[start Supplied entries]

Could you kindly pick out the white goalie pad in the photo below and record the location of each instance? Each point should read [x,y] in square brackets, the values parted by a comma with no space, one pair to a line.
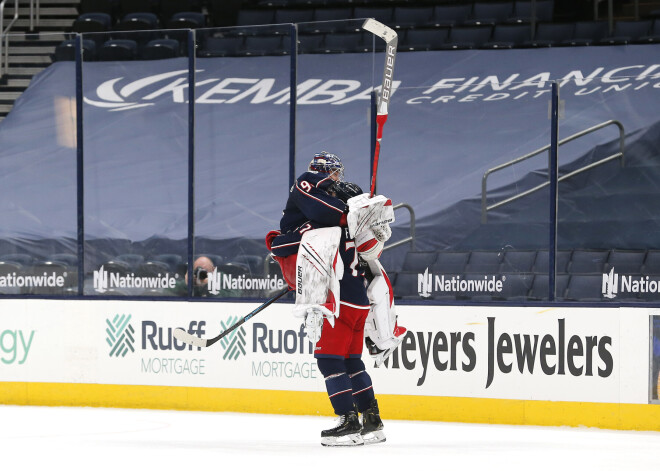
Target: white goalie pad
[381,326]
[368,245]
[318,271]
[374,213]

[end Supplied entries]

■ Aim of the exercise ■
Could you reproduce every one of the entries above line for line, without the pictures?

■ Task answer ■
Could you kindly pick out the white goalie pad in the photo below and record the location of each instance? Each point should read [x,y] in square brackets, the values parted by a comma with no space, one pair to a line.
Target: white goalie pad
[381,326]
[368,245]
[318,271]
[374,213]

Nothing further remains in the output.